Your answer should reproduce every line of the material in which the word "roof" occurs.

___ ENTRIES SUPPLIED

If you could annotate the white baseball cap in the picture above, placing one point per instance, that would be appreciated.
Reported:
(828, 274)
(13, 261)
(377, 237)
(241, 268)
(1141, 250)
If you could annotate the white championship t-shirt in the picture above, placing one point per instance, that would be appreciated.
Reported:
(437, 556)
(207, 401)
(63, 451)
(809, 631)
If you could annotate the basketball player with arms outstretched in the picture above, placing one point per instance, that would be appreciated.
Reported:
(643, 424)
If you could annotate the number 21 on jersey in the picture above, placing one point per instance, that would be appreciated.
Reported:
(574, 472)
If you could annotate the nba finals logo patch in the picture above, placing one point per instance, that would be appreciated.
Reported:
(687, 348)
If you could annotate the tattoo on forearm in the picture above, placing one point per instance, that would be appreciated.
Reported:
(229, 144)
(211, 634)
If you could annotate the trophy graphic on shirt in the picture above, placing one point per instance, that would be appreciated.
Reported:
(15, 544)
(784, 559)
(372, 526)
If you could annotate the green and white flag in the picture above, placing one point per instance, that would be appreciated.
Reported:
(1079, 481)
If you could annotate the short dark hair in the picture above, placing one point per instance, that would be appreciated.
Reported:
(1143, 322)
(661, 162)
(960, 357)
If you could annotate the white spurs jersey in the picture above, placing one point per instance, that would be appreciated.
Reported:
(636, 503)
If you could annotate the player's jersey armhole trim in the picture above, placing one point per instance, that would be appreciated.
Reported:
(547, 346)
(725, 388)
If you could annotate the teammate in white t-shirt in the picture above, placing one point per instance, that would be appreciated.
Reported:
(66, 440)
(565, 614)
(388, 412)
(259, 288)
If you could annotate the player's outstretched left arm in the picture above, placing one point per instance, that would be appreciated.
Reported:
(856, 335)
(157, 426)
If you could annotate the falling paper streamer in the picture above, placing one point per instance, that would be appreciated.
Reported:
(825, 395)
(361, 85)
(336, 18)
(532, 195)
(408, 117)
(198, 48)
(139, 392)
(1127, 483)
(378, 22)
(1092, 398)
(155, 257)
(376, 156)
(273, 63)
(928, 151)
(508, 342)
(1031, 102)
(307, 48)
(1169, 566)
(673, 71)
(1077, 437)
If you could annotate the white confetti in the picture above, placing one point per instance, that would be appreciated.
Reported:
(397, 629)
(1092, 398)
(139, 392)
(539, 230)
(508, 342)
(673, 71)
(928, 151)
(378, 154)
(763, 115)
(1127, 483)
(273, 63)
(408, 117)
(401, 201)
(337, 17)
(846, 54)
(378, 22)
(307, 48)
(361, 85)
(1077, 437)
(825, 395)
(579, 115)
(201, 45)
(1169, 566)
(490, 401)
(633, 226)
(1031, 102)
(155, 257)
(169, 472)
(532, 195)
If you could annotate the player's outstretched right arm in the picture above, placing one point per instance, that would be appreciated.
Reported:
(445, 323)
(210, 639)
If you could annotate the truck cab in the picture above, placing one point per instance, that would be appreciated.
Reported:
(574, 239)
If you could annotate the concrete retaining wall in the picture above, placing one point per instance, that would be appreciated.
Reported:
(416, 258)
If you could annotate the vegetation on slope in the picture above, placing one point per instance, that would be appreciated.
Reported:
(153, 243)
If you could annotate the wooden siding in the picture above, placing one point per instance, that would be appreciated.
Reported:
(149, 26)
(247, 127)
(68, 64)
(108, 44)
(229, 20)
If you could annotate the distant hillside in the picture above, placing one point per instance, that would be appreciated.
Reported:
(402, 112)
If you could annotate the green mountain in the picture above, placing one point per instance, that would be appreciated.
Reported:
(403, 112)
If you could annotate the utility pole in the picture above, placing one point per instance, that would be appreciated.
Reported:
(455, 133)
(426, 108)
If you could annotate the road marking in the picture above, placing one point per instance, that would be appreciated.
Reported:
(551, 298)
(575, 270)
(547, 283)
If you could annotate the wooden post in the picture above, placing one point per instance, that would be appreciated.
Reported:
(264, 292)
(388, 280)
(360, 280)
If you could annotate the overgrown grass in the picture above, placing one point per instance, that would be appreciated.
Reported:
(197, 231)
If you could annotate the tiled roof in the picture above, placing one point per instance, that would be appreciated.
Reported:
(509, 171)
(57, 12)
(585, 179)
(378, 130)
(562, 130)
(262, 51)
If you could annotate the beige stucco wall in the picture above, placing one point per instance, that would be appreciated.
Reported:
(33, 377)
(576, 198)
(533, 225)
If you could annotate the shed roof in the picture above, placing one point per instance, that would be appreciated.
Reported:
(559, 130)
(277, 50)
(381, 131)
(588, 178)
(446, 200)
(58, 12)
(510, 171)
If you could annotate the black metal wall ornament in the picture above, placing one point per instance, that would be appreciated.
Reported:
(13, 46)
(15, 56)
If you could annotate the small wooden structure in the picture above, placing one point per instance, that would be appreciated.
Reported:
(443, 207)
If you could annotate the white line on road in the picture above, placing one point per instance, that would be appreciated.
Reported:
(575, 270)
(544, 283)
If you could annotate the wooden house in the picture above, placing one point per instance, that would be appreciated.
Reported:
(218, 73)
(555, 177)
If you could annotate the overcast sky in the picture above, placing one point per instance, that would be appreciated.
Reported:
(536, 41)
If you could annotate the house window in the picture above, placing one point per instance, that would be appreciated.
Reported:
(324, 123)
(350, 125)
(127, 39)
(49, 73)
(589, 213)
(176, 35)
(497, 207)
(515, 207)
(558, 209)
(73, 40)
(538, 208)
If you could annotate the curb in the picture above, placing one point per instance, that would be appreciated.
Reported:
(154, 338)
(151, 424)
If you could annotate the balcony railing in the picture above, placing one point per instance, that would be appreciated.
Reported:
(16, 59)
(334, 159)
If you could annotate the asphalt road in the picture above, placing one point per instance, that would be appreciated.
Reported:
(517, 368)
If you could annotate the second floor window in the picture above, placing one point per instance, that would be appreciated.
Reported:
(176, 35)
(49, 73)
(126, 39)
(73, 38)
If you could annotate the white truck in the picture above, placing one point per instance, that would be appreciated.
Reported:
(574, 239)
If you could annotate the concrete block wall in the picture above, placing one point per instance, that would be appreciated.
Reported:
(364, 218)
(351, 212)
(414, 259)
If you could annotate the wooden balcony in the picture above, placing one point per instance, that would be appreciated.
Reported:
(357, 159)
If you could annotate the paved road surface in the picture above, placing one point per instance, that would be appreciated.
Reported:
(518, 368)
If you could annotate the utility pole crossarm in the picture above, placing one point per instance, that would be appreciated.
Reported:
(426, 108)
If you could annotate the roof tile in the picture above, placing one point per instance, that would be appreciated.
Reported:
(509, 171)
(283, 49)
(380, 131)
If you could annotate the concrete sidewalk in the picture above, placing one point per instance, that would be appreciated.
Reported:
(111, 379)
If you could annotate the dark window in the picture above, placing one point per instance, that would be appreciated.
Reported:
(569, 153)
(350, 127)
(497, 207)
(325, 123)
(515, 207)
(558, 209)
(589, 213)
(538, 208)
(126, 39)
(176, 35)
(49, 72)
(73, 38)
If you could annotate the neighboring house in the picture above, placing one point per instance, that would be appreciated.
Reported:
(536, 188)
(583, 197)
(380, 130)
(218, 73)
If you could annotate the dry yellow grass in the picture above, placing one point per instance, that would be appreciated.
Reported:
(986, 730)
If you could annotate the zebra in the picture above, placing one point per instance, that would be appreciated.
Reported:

______

• EXERCISE ANSWER:
If you could annotate the tiled roof in the picture above, placing one point per instance, that would be appreciated.
If you could annotate the shed roof in the picture above, placing one point per instance, that would be appreciated.
If you could annotate the roof tile in the picture above, placing one point per instance, that would be appreciated.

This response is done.